[Excerpts from a detection dataset]
◆ ◆ ◆ ◆ ◆

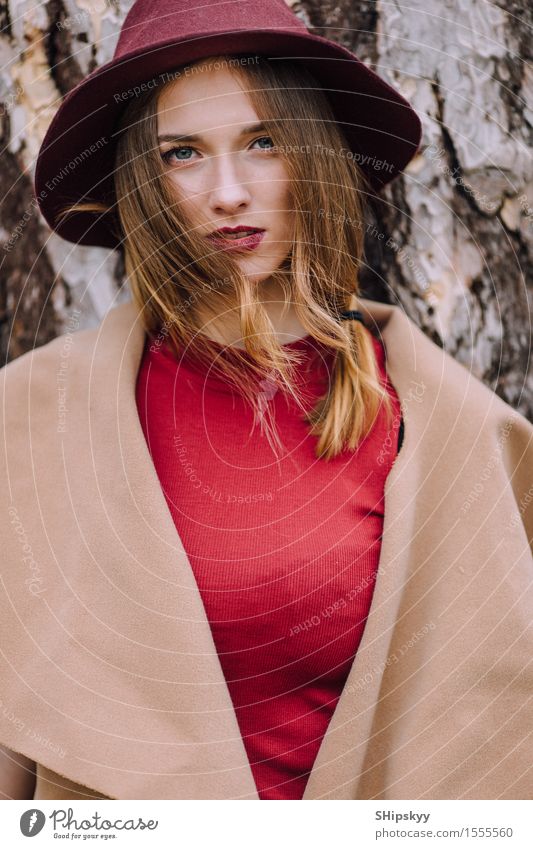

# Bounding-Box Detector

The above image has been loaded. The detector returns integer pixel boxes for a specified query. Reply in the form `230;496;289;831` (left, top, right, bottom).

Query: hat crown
114;0;308;59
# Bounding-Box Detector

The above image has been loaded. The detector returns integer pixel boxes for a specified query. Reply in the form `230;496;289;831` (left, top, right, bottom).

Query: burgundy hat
34;0;422;252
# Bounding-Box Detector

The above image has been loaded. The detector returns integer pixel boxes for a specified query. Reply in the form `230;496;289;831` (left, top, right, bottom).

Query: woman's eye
161;145;194;165
161;136;274;165
252;136;274;150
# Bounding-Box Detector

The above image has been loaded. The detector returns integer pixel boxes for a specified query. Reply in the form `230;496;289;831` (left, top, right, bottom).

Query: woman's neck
192;276;308;349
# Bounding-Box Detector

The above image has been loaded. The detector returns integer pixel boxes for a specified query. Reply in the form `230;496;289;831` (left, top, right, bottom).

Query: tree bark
0;0;533;420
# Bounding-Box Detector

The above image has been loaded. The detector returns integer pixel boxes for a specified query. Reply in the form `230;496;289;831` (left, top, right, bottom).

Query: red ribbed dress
137;324;401;799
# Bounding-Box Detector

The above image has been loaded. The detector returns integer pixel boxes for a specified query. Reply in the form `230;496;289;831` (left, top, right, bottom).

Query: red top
137;324;400;799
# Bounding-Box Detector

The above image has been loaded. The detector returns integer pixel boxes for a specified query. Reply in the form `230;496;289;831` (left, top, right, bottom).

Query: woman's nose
209;154;251;213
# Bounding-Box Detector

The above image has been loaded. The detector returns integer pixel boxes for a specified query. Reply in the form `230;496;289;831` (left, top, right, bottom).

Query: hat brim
34;30;422;248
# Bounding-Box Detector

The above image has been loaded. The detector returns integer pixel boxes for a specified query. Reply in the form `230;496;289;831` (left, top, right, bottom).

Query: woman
0;2;533;799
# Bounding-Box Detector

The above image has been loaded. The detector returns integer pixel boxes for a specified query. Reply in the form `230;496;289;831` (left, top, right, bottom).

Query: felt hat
34;0;421;247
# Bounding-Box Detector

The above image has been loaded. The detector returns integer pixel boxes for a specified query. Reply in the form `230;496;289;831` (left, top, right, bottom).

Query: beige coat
0;300;533;799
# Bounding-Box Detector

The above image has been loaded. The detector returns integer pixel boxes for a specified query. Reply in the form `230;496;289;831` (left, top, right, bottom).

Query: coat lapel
0;300;531;799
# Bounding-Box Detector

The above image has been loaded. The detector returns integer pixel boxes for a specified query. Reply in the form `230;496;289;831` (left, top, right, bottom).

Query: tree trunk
0;0;533;420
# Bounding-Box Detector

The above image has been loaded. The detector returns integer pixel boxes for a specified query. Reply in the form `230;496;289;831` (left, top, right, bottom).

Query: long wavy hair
58;54;392;460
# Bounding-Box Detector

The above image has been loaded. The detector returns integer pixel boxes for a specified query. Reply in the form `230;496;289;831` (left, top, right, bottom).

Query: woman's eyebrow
157;124;266;141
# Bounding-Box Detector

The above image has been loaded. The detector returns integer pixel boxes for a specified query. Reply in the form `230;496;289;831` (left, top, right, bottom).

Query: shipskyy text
376;811;430;823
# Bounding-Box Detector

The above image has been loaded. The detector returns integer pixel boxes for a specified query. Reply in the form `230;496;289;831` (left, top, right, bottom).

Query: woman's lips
207;230;265;251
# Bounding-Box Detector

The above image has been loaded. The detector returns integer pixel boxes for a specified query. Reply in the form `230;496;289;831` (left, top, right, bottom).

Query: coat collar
0;299;524;799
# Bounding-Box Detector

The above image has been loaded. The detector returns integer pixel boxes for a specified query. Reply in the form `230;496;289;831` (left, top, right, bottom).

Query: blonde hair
57;54;392;460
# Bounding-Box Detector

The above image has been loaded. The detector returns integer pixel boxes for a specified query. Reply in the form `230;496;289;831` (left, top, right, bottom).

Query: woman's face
157;60;294;282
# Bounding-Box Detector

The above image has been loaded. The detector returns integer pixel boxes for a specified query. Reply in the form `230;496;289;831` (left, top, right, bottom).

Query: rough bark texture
0;0;533;419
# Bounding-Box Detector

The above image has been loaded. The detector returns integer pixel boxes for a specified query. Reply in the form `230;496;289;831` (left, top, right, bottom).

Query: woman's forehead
158;63;257;123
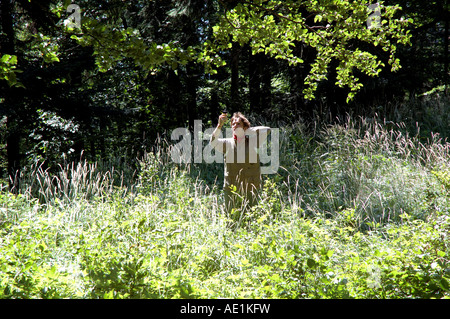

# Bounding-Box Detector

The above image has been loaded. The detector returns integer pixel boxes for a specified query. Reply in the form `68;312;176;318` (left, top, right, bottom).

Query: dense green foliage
0;0;450;298
0;115;450;298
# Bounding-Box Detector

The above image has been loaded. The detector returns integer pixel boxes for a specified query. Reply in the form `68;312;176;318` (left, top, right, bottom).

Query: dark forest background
0;0;450;187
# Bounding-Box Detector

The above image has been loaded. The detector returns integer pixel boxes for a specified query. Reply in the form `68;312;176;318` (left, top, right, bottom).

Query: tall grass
0;114;450;298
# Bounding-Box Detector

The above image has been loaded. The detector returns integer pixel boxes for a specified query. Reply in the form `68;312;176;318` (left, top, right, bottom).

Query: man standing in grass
210;112;270;215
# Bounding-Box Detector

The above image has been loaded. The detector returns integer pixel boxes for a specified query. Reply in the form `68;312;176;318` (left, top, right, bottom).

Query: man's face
231;117;244;137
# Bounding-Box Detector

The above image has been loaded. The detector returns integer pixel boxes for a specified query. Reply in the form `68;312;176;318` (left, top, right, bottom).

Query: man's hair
231;112;251;129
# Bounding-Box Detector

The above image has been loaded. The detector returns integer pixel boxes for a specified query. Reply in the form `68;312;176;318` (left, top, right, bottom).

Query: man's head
231;112;250;137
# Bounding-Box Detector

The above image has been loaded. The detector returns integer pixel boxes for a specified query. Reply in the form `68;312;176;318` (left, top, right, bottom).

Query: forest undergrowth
0;114;450;299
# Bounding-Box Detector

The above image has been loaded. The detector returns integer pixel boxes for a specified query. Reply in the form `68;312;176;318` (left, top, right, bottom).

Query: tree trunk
248;48;261;113
230;42;241;112
0;0;20;192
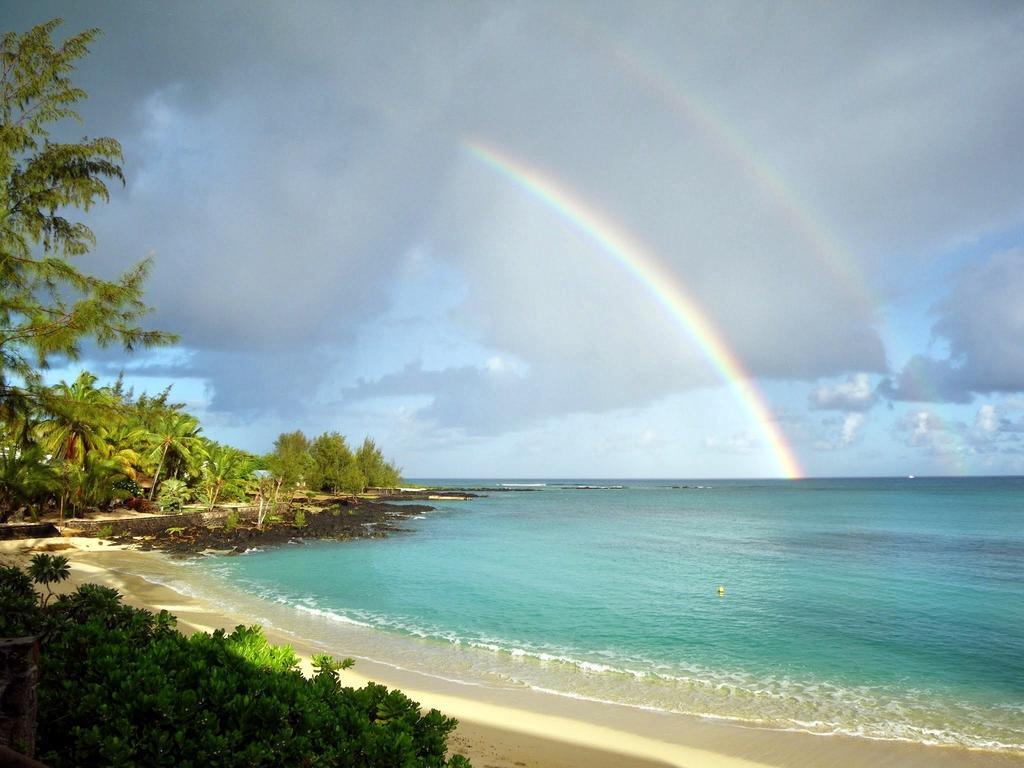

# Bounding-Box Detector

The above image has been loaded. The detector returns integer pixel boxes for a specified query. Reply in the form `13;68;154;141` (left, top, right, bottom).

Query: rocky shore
111;499;434;555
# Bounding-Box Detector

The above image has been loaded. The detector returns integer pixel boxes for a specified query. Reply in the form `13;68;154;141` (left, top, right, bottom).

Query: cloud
811;412;867;451
705;432;758;454
808;373;879;411
880;249;1024;402
6;2;1024;450
893;410;955;447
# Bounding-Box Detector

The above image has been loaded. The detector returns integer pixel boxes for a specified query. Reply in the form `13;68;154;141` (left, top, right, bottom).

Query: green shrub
0;568;469;768
159;477;193;512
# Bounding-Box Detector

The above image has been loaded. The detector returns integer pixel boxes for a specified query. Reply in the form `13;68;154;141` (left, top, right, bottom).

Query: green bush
159;477;193;512
0;568;469;768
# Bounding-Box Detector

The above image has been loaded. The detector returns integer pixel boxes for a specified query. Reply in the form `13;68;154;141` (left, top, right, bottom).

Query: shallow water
183;478;1024;751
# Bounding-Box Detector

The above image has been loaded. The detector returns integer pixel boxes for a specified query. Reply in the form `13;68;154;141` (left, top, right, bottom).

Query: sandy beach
0;539;1024;768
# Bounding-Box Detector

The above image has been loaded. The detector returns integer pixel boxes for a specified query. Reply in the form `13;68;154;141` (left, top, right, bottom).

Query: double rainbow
463;138;804;479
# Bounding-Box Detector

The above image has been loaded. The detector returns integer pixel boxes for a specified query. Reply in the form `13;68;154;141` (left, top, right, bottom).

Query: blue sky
8;1;1024;477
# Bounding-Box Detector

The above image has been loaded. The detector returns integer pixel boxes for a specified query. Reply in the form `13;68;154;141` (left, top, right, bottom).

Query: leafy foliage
29;552;71;608
0;568;469;768
160;477;191;512
0;19;173;401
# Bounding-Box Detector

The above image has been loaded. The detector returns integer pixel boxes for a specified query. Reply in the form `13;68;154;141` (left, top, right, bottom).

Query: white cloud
810;373;878;411
705;432;758;454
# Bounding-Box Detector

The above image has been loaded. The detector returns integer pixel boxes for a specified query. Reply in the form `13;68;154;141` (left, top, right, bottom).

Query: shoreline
0;539;1024;768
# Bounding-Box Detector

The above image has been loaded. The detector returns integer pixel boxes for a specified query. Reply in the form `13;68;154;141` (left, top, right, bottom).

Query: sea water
187;478;1024;751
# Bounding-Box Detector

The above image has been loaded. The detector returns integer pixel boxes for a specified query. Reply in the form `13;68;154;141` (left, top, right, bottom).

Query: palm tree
75;452;131;508
0;445;60;522
202;443;251;509
98;422;153;480
150;411;205;501
37;371;117;466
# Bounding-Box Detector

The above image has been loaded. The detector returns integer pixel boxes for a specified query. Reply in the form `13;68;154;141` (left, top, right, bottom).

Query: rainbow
560;17;880;316
463;138;804;479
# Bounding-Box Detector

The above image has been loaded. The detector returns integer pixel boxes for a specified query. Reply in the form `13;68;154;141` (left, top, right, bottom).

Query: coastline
0;539;1024;768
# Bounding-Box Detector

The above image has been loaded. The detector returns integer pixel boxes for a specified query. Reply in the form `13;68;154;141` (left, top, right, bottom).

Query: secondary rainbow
463;138;804;478
552;13;880;316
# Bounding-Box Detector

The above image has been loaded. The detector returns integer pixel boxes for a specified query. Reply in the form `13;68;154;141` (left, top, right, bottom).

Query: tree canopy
0;19;175;409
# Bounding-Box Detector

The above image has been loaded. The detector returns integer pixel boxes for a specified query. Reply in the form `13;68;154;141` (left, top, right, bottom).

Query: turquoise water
188;478;1024;751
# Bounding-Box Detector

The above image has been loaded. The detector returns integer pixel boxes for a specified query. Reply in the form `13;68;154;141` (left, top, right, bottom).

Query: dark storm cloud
8;2;1024;432
881;249;1024;402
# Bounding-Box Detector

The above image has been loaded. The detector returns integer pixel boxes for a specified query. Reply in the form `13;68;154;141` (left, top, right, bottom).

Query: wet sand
0;539;1024;768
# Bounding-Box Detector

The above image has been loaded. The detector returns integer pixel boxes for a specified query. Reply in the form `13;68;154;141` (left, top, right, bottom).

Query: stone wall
65;507;258;536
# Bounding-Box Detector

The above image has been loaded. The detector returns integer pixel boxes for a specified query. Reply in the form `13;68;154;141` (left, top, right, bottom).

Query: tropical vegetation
0;554;469;768
0;19;398;522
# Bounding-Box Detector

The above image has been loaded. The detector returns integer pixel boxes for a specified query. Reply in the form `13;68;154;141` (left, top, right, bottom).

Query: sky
6;0;1024;478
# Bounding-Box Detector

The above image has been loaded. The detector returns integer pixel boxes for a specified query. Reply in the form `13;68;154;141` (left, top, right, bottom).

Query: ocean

◆ ◆ ◆ ◆ ◆

Duplicate the lines of the listing from its start up to and including the line with "114;0;308;59", leaving out the pictures.

# Bounding-Box Detector

The above image has been loaded. The detector returns integer pixel boxes for a specified query. Reply in the form `230;496;289;831` (left, top, right, bottom).

Query: hat crown
114;0;308;59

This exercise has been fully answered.